(Coordinate annotation data)

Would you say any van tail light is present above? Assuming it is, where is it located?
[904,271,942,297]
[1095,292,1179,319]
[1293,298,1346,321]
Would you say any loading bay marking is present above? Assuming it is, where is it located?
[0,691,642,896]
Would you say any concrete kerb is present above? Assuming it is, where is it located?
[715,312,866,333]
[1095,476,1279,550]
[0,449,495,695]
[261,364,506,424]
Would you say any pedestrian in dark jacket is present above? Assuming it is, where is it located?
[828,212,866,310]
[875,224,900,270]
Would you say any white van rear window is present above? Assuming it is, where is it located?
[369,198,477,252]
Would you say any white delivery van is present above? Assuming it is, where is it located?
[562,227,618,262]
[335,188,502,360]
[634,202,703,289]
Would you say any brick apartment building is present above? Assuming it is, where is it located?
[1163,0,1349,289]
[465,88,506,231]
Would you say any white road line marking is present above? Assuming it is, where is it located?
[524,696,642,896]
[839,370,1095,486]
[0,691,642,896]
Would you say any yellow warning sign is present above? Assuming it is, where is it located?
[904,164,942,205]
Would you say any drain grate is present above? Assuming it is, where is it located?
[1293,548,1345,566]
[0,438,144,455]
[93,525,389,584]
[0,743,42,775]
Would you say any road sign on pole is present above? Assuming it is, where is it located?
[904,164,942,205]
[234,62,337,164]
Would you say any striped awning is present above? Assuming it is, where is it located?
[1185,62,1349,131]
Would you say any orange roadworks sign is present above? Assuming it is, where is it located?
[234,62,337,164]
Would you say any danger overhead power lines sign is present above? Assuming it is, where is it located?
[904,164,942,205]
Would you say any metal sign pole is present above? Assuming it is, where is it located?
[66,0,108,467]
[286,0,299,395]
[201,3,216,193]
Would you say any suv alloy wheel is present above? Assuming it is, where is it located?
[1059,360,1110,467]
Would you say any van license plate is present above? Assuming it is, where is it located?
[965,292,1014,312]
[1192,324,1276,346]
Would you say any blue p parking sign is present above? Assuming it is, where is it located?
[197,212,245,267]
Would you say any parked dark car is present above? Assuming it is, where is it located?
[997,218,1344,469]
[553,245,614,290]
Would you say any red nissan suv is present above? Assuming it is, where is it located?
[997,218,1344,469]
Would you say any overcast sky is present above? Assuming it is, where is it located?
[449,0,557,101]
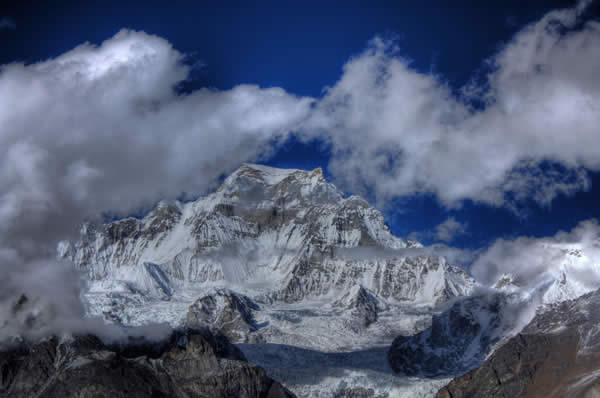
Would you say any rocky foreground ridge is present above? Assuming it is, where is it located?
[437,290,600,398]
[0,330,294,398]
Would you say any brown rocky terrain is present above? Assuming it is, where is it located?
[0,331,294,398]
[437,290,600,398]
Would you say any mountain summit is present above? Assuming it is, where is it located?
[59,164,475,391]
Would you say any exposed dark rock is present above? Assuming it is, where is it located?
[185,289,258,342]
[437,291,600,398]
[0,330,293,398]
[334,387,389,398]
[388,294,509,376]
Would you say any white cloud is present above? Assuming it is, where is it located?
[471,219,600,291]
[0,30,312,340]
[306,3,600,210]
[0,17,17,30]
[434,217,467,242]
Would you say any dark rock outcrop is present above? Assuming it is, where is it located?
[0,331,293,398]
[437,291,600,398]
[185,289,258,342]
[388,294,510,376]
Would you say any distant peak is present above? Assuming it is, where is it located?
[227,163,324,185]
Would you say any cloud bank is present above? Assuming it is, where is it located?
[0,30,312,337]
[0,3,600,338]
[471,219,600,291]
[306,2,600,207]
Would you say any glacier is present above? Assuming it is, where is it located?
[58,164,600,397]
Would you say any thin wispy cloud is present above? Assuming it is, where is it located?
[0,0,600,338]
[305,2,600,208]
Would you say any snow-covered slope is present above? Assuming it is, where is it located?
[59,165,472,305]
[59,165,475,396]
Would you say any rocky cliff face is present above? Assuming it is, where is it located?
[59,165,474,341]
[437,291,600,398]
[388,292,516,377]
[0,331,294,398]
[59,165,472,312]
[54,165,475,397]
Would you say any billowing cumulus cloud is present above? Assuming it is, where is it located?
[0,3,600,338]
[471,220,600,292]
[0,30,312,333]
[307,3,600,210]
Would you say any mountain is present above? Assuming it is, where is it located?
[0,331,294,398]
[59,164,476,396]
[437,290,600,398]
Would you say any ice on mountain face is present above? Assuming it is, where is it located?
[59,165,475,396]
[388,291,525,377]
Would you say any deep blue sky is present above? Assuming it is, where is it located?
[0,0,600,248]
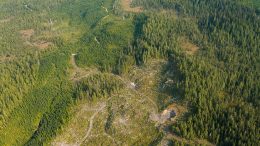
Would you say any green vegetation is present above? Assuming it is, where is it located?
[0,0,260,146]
--
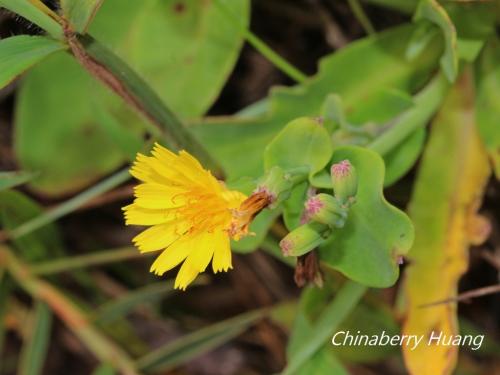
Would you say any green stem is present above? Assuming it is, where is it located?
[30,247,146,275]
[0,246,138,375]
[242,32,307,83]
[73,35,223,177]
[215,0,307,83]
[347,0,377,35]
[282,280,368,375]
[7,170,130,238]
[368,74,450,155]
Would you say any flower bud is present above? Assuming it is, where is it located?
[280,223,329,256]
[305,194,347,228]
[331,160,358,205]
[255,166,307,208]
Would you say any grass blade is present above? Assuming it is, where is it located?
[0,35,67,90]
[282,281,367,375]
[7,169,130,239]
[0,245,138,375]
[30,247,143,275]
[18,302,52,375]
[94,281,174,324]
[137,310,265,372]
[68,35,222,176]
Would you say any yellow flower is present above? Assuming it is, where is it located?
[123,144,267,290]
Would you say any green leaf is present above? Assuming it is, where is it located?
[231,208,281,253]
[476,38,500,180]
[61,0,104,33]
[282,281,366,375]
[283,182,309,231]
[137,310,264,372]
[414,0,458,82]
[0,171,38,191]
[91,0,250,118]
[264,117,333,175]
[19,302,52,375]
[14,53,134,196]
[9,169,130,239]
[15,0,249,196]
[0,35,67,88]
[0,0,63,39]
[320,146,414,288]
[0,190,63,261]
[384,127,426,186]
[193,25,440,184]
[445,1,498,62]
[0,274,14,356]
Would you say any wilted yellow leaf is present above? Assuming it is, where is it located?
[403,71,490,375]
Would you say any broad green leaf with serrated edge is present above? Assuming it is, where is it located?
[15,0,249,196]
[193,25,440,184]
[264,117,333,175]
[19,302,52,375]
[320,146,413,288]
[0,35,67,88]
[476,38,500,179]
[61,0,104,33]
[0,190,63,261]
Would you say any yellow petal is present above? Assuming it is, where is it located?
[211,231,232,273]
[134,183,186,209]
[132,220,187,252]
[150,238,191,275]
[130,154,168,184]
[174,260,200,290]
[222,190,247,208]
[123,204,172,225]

• _WHAT THE TASK ASKS_
Arrange the lines of the data above as a Markdown table with columns named Row and Content, starting at the line containing "Would you say any rocky cliff" and ending at the line containing "[54,165,475,397]", both included. Leave out any blank lines.

• _OUTPUT FOR THIS TASK_
| Row | Content |
|---|---|
| 1 | Would you say any rocky cliff face is present above? Assuming it is, where is it located? |
| 2 | [59,165,474,341] |
| 3 | [437,291,600,398] |
| 4 | [388,292,516,377] |
| 5 | [0,331,294,398] |
| 6 | [59,165,472,312] |
| 7 | [54,165,475,397] |